**SUPPLIED PASSAGE**
***
Of Things that Annoy Me This is Close to the Top
If you don't like meanspirited posts, stop right now, and please continue to read the more even tempered and insightful commentaries of my big-souled colleagues. O.K. Let's move on. The Washington Post is running an article today about rich kid heirs who feel guilty about being "privileged" meeting at something called Resource Generation to whine about their burdens. Look, if your parents gave you their money, as far as I'm concerned you can fritter it away on diamonds or the destitute. Your choice.
But a specific example of moral posturing really irritated me. From the Post:
Janelle Treibitz, 28, a part-time waitress who performs with the Puppet Underground performance group, which raises money for grass-roots organizations, could relate.
"In Vermont [this year], I broke my finger and didn't have insurance," said Treibitz, whose father is chief executive of a Colorado company that designs visual presentations for court trials. "I got my X-ray and gave [the hospital] a fake name and walked out. Is that okay that I am doing that—taking up resources because I am refusing to take money from my parents?"
Let me help Ms. Trebitz with her moral quandary: NO! IT IS NOT OK!
***
**ENTRIES SHOWN**

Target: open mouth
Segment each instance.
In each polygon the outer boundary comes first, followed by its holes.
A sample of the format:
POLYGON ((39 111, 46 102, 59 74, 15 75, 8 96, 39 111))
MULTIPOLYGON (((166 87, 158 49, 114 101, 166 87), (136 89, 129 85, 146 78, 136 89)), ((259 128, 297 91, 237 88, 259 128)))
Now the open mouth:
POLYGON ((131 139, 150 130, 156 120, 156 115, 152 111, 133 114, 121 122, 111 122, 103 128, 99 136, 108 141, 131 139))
***
**PROBLEM TO SOLVE**
Condense the paragraph of the post on guilty heirs that begins "If you don't like meanspirited posts" into a short bulleted list that keeps its main points.

**ANSWER BOX**
- Readers who dislike mean-spirited posts are told to stop and read the more even-tempered commentaries of the writer's colleagues instead.
- The Washington Post is running an article today about rich heirs who feel guilty about being "privileged" and who meet at a group called Resource Generation to complain about their burdens.
- The writer holds that inherited money is the heirs' own to spend as they choose, whether on diamonds or on the destitute.